-- EXTRACTED INFORMATION follows --

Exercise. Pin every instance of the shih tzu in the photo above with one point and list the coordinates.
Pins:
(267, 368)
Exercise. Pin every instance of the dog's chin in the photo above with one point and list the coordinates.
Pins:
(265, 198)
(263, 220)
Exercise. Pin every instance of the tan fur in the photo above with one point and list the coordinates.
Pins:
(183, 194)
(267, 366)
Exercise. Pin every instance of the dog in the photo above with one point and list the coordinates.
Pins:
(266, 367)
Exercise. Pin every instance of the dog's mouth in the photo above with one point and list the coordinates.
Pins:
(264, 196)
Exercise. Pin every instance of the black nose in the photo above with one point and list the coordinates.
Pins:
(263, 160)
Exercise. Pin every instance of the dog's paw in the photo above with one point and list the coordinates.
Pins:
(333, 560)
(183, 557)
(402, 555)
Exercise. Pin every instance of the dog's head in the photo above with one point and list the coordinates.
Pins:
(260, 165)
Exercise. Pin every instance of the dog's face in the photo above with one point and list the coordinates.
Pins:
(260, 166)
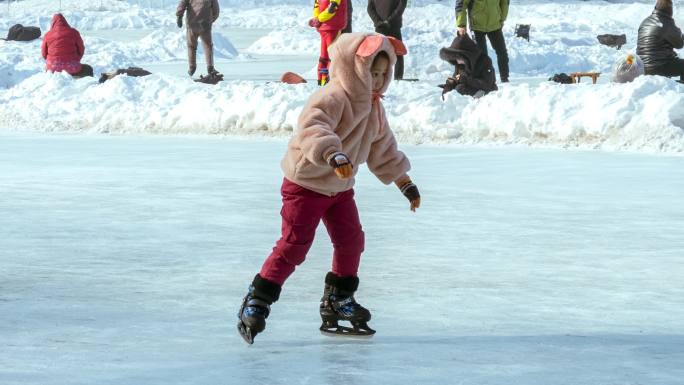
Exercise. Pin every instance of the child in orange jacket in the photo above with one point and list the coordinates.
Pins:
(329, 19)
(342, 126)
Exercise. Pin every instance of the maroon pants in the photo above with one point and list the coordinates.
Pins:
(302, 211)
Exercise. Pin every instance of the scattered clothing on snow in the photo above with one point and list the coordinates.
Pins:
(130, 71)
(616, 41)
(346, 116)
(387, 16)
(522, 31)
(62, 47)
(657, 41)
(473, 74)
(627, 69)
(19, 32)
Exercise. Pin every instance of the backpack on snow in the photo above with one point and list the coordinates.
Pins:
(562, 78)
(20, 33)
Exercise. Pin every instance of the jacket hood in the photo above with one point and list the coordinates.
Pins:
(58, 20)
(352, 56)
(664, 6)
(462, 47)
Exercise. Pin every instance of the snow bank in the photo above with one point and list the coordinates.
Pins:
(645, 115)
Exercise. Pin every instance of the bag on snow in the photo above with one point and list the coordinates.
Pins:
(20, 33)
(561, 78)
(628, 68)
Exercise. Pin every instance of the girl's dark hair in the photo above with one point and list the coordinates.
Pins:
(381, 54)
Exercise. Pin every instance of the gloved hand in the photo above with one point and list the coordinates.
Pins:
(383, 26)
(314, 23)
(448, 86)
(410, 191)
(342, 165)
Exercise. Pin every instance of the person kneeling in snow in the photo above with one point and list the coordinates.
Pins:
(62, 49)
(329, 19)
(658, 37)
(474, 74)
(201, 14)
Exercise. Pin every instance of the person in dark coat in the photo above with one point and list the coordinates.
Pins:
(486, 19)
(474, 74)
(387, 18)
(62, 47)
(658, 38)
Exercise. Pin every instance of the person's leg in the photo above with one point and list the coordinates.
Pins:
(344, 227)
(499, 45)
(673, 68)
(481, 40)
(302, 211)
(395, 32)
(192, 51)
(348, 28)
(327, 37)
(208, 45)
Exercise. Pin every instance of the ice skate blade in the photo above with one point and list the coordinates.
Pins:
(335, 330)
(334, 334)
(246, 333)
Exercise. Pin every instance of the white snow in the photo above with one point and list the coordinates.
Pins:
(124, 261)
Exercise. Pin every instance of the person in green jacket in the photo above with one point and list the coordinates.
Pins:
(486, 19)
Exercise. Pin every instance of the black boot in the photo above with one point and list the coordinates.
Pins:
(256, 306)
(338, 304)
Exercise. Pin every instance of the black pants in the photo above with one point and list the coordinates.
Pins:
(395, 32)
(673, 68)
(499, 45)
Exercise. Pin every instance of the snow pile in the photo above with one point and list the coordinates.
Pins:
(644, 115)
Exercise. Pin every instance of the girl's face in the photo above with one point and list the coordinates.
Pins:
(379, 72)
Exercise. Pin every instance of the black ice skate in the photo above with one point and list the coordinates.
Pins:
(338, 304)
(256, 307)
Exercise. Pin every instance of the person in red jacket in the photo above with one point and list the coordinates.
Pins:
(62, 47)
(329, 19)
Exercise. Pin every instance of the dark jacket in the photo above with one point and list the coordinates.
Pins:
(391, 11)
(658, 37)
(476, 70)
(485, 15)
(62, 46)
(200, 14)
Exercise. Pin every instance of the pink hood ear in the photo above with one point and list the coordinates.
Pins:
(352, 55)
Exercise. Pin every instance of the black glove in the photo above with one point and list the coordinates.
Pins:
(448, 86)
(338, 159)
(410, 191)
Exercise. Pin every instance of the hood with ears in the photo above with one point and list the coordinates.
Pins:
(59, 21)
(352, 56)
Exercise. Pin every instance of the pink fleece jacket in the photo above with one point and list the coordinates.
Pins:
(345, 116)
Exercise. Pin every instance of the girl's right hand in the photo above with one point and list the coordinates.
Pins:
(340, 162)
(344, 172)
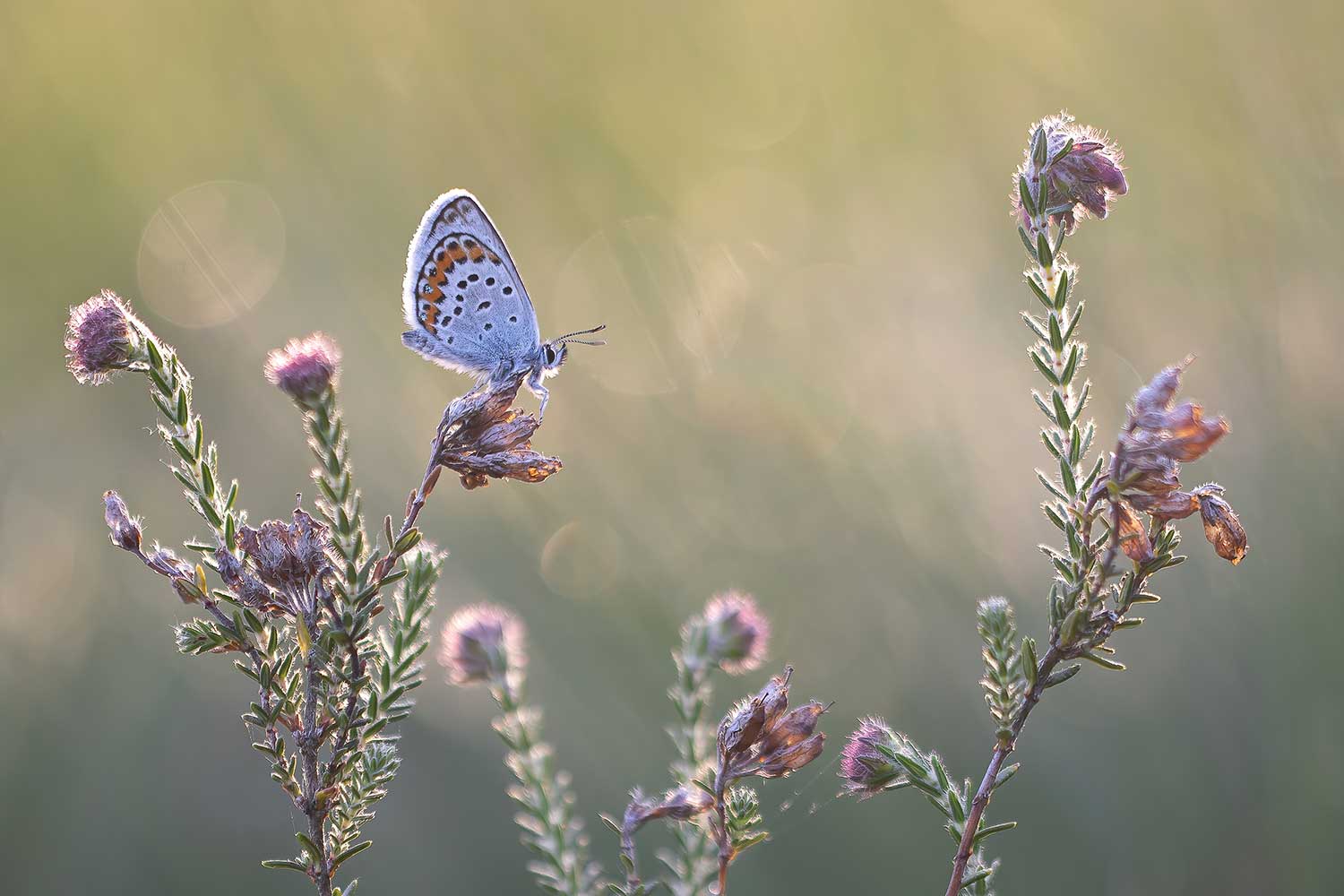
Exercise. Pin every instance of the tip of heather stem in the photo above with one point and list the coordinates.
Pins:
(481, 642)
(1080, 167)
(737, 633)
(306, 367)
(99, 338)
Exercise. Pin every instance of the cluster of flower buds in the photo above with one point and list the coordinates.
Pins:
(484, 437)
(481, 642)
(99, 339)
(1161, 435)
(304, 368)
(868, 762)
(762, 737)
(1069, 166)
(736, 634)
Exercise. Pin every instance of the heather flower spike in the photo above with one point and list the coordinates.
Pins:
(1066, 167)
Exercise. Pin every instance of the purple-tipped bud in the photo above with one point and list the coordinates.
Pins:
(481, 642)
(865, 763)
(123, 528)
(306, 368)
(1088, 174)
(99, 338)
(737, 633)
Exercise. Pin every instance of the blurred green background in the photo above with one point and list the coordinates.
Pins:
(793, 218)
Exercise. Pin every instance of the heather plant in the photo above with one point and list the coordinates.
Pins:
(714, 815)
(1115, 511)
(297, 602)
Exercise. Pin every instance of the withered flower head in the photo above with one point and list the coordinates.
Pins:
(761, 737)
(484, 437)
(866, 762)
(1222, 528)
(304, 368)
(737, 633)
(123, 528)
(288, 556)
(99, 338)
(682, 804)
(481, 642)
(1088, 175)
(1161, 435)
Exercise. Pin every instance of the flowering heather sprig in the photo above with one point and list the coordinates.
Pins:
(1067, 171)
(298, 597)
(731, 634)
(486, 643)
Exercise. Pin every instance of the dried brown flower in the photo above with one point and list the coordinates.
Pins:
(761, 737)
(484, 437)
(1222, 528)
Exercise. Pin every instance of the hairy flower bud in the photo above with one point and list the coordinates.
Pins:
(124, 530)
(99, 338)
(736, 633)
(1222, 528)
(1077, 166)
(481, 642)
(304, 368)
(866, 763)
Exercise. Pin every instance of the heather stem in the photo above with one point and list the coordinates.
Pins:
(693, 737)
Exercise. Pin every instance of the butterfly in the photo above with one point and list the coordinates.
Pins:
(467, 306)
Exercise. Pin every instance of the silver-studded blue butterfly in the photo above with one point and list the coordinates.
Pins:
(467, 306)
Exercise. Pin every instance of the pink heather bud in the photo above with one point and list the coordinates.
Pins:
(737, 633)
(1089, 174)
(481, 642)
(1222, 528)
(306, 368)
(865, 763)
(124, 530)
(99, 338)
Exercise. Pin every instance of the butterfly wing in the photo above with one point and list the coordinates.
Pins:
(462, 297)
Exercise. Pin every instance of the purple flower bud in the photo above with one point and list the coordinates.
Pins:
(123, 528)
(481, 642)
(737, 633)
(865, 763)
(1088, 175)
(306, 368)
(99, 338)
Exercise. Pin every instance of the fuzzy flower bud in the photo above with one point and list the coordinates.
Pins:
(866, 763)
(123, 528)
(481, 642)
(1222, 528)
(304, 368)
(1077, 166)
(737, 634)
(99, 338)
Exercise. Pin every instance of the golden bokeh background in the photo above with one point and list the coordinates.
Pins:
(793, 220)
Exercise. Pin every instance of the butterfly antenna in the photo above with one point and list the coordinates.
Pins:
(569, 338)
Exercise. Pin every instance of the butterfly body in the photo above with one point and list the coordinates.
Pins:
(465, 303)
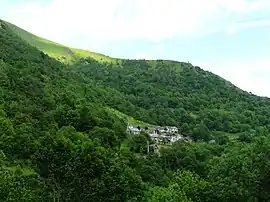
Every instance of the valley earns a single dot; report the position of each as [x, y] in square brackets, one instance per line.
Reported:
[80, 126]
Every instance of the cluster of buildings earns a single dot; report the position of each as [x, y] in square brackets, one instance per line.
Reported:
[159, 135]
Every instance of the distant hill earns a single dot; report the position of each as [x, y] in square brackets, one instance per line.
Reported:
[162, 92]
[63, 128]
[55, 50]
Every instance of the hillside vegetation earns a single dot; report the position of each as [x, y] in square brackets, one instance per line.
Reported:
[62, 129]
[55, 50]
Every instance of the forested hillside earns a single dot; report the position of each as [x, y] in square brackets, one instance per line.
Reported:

-- EXTRACTED INFORMATION concluded --
-- EXTRACTED INFORMATION follows --

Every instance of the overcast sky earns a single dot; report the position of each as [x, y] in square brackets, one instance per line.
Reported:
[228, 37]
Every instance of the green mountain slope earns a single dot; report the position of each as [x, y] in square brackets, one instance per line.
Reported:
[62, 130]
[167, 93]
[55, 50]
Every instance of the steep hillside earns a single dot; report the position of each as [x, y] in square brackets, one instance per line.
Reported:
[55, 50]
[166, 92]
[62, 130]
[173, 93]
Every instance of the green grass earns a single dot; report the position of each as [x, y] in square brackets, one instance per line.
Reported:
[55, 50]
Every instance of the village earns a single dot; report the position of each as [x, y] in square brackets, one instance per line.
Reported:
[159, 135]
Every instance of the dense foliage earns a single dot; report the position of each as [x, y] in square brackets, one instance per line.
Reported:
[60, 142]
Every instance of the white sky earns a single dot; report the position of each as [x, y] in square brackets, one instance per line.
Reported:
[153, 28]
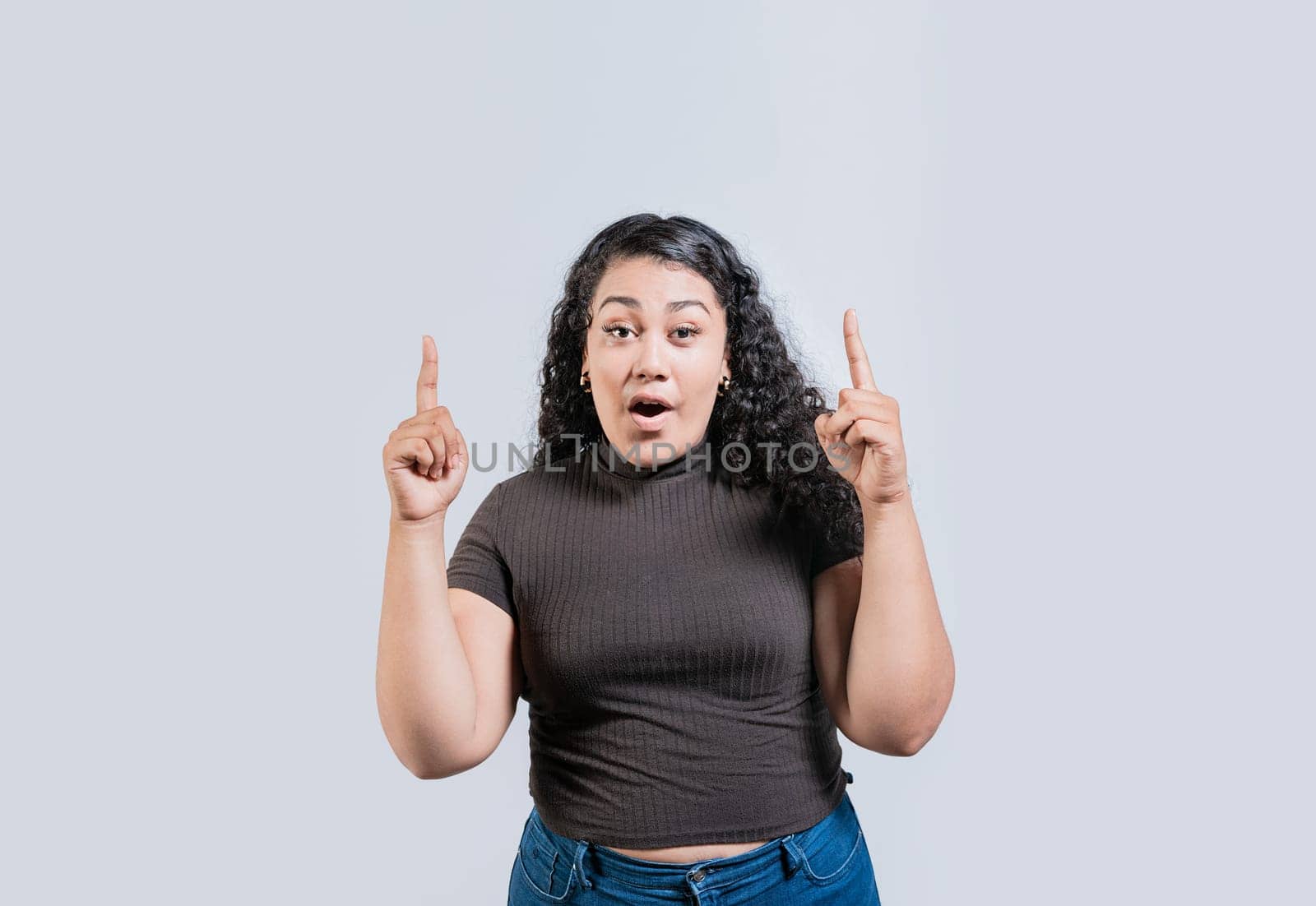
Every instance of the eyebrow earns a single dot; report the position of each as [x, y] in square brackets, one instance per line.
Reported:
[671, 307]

-- EXTRACTED INFORMATION concluded --

A single number is expected: how many lines in the entries contain "dark".

3